What is needed →
Copy every line below. Do not alter any of them.

Exercise materials →
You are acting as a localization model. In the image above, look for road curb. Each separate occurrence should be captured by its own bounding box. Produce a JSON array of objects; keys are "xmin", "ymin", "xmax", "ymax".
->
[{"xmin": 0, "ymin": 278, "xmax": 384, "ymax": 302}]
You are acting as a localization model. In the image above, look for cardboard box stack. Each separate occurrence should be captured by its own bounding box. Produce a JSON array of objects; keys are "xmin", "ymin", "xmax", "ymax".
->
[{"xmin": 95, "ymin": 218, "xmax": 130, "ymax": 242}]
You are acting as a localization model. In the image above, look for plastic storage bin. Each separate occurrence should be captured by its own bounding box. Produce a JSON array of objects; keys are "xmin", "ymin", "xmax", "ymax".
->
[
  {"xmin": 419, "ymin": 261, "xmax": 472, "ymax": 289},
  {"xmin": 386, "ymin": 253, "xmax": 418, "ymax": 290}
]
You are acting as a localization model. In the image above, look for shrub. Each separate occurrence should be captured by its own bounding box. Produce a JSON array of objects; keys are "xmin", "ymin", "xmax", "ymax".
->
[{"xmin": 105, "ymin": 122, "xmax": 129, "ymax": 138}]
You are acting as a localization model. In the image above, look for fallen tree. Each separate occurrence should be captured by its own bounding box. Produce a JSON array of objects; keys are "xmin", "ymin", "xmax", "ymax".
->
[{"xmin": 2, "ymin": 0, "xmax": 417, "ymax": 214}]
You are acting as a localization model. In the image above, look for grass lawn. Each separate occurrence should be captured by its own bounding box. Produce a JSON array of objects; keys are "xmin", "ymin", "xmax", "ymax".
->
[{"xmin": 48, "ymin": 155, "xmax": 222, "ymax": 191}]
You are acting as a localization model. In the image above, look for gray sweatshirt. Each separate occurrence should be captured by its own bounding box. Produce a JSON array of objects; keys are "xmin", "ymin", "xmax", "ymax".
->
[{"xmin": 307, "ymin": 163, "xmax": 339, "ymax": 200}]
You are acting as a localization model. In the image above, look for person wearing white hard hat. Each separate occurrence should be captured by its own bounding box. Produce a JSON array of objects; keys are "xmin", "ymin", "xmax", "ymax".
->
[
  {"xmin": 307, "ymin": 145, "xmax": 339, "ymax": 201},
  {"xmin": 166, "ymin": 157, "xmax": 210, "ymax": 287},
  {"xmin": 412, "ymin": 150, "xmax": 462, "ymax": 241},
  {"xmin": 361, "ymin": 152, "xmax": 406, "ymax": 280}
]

Output →
You are acting as a localization model. In the image above, look for road curb. Each separate occurrence should be captured by its own bounding box. Produce a JSON array of objects; keys are "xmin", "ymin", "xmax", "ymax".
->
[{"xmin": 0, "ymin": 278, "xmax": 384, "ymax": 302}]
You are acting as a localization model. In the image above, look for cardboard box stack. Each separate occurrence should be captured by its own bounding box. Produce a JSON array of objects; keys are "xmin", "ymin", "xmax", "ymax".
->
[{"xmin": 95, "ymin": 218, "xmax": 130, "ymax": 242}]
You are acting as a localization model. In the image above, look for plastic storage bin. Each separate occurrence should be captured by its own bounding box. Produce a JSON array of objects; keys are "xmin", "ymin", "xmax", "ymax".
->
[
  {"xmin": 419, "ymin": 261, "xmax": 472, "ymax": 289},
  {"xmin": 386, "ymin": 253, "xmax": 418, "ymax": 290}
]
You are acting as a localization model. In the image above, look for shrub. Each separate occurrence should be captured by its own bounding box. Produce a JSON array of objects; keys are "xmin", "ymin", "xmax", "ymax".
->
[{"xmin": 105, "ymin": 122, "xmax": 129, "ymax": 138}]
You are acting as a localization model. In the image above, look for fallen tree. Each separate occurrence should be captured by its own bounding box. Produce a JSON array of objects; keys are "xmin", "ymin", "xmax", "ymax".
->
[{"xmin": 2, "ymin": 0, "xmax": 417, "ymax": 214}]
You are acting as a localization model. In the image above, look for grass lawn. Each separate occurrence should be captured by its own bounding box. Produce a JSON array of objects; keys are "xmin", "ymin", "xmax", "ymax".
->
[{"xmin": 48, "ymin": 155, "xmax": 222, "ymax": 191}]
You are acting as a localization model. In the image above, look for gray sweatshirt. Each separate occurrence should be captured by its own bounding box. Produce a JSON array of objects; keys are "xmin", "ymin", "xmax", "ymax".
->
[{"xmin": 307, "ymin": 163, "xmax": 339, "ymax": 200}]
You are acting as a localization model. In the image above, look for person wearing white hard hat. Each separate occurrence should be captured by its own bounding box. Produce a JSON array of objects; keys are "xmin", "ymin", "xmax", "ymax".
->
[
  {"xmin": 307, "ymin": 145, "xmax": 339, "ymax": 201},
  {"xmin": 166, "ymin": 157, "xmax": 210, "ymax": 287},
  {"xmin": 412, "ymin": 150, "xmax": 462, "ymax": 241},
  {"xmin": 361, "ymin": 152, "xmax": 406, "ymax": 280}
]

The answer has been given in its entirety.